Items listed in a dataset
⁂

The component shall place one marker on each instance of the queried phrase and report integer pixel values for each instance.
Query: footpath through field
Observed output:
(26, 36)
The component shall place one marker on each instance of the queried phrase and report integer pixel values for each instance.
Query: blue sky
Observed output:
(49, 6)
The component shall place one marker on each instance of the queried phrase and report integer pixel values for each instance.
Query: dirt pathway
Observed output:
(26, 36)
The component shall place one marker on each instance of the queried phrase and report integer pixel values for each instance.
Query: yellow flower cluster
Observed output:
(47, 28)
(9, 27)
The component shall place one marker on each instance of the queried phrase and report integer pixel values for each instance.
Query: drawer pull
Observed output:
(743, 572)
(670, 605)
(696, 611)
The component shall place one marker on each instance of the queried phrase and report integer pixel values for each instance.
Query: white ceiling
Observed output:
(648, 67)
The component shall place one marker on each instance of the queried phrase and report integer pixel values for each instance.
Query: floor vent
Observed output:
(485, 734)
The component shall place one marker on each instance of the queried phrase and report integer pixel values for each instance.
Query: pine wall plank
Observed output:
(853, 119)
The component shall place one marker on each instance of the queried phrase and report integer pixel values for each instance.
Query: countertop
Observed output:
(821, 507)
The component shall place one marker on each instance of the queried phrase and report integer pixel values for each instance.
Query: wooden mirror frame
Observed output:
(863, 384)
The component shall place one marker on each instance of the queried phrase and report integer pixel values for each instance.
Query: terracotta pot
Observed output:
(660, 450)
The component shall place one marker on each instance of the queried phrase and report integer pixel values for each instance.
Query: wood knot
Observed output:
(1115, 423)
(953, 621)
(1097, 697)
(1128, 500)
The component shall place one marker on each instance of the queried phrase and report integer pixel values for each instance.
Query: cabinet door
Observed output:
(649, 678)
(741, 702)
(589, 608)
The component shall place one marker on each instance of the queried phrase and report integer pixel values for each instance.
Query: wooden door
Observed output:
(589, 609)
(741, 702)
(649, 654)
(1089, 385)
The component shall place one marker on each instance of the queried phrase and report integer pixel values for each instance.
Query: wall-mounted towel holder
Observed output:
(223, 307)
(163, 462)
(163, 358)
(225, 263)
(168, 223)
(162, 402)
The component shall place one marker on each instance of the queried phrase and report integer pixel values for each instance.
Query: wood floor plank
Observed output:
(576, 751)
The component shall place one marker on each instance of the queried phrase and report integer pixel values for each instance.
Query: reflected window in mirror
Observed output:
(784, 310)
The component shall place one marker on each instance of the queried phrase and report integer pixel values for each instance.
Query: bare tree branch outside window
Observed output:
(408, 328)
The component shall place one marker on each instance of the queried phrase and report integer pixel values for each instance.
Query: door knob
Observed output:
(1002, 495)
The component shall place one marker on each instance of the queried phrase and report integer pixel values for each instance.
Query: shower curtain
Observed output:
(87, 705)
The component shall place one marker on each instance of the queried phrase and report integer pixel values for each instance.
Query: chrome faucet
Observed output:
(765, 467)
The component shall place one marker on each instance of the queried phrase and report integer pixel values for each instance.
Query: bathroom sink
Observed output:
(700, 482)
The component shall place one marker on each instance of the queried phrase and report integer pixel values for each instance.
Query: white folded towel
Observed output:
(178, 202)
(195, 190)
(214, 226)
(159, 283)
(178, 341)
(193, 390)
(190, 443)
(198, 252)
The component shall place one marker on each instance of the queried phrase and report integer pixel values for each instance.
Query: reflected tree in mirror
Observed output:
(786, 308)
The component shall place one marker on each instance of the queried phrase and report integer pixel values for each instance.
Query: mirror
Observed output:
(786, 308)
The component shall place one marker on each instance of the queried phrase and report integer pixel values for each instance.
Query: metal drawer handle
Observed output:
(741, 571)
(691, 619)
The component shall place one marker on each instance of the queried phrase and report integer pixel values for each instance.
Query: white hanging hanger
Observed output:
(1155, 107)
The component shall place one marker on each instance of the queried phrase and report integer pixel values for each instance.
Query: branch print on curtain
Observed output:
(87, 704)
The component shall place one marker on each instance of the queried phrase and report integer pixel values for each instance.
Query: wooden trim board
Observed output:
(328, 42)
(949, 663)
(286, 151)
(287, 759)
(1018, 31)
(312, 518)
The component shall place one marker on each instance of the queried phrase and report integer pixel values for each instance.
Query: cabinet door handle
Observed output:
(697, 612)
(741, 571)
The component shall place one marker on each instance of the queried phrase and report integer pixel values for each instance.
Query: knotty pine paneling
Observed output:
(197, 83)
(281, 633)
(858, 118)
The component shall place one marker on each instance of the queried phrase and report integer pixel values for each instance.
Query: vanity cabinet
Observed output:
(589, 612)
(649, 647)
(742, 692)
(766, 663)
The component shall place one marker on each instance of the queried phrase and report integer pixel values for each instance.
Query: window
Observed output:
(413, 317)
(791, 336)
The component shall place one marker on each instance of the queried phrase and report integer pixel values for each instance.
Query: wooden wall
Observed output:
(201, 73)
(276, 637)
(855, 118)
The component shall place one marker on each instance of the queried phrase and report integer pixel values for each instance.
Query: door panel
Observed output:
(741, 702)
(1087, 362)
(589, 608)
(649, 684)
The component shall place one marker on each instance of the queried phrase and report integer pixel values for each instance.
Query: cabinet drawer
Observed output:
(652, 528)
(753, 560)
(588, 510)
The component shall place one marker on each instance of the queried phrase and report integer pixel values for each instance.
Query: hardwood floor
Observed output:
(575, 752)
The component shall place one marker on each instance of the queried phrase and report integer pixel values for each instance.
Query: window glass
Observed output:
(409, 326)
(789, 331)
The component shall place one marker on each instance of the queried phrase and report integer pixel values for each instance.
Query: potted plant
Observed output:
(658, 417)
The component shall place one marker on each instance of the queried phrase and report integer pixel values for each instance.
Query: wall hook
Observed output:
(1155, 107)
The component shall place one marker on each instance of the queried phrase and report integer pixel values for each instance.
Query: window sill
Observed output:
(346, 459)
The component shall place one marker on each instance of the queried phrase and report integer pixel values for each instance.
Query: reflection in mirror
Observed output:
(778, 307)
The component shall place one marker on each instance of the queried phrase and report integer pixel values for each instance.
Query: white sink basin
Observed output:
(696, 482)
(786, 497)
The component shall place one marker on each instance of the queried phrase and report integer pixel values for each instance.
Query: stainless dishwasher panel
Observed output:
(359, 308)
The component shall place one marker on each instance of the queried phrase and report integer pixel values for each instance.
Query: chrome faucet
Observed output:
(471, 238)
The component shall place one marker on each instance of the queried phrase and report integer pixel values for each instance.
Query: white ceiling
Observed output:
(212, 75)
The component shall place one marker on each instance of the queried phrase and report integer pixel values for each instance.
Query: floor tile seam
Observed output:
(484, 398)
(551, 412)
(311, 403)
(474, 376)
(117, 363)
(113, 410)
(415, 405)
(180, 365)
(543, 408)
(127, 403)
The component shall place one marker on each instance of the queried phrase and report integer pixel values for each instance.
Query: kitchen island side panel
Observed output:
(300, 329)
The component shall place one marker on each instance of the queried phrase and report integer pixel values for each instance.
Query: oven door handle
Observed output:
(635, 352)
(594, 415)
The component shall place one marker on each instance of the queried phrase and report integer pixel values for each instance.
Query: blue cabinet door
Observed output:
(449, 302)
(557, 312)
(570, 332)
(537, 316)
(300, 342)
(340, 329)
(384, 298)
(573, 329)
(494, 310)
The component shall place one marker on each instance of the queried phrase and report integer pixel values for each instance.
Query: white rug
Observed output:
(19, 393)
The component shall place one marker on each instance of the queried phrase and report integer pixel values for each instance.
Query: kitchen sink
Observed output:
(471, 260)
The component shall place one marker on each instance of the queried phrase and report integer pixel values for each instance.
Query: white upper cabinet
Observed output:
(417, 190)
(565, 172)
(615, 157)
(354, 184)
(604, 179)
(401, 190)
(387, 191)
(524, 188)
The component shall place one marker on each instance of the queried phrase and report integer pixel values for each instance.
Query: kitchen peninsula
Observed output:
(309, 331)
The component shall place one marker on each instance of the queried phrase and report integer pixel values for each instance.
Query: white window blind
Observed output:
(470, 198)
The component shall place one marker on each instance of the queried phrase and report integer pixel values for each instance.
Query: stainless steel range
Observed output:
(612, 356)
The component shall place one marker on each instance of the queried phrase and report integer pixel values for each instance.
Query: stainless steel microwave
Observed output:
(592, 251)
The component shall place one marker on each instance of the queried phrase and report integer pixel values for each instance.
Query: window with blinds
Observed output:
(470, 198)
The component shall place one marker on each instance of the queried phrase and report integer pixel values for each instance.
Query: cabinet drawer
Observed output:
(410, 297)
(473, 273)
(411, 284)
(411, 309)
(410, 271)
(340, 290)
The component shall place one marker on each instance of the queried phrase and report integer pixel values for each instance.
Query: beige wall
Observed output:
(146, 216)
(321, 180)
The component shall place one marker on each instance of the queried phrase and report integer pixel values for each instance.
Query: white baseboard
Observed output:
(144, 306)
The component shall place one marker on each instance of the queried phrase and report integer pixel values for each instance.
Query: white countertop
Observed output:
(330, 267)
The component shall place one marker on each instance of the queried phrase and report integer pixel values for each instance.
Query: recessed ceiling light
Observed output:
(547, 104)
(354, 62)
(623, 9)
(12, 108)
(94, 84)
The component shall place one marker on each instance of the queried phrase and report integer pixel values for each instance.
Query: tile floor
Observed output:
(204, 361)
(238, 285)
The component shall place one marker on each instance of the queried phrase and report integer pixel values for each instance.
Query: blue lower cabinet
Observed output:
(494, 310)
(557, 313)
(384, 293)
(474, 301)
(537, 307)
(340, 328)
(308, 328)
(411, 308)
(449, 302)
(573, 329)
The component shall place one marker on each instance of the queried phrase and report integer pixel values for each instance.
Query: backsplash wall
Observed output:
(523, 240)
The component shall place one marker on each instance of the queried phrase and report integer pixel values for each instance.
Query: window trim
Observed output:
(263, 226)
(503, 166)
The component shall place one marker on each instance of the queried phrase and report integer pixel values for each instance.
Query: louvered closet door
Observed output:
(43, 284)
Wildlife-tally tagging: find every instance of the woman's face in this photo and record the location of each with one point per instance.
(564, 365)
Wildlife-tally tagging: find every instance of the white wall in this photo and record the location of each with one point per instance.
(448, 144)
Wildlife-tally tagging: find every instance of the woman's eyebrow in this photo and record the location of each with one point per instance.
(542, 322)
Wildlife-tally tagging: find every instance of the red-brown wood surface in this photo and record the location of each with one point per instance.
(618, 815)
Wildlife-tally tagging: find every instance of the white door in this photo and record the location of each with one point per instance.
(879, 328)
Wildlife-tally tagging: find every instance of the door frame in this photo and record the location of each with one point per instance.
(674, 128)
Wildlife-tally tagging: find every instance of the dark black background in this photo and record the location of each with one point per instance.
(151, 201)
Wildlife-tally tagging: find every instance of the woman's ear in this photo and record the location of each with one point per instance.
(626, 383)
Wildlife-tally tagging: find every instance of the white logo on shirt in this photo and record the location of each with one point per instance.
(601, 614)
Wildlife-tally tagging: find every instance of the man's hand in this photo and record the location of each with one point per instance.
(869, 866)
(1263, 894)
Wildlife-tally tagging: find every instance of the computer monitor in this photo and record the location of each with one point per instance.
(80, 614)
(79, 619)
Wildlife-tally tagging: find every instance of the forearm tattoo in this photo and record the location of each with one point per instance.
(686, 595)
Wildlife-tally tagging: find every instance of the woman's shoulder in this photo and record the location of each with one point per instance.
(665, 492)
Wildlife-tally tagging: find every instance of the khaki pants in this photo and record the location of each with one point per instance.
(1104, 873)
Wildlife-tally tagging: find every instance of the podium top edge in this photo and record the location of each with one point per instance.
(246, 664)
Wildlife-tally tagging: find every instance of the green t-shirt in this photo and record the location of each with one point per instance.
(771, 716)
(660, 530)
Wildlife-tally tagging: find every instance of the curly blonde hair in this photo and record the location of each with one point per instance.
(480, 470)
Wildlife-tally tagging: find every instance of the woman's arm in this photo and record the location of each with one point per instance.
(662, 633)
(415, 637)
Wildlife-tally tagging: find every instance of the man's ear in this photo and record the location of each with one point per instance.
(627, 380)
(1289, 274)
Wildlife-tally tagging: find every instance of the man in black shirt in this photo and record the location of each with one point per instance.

⁂

• Exercise objective: Beginning from the line that contains "Wildlife-tally tagging: find every instance of the podium", give each line again exactly, through the final line of the records.

• Answer to the problem:
Wildlife-tally tagging: find every instance of the podium top edge in this photo and record the location of each with one point per instance.
(246, 664)
Wildlife-tally tagging: find every instance of the green t-shirt in this photo and record the location of each with one point per instance.
(771, 716)
(660, 530)
Wildlife-tally tagging: find every instance of the curly blonde hair in this photo and record the location of each with one point per instance.
(480, 470)
Wildlife-tally tagging: find every instance of the woman's arm in this photo and record the location of each with one point per instance.
(662, 633)
(415, 637)
Wildlife-tally tagging: find every instance of the man's ear in this photo and record the location of each with one point per instance.
(627, 380)
(1289, 274)
Wildlife-tally tagging: find every instance of the man in black shirt in this photo and record the location of each with one point per instance.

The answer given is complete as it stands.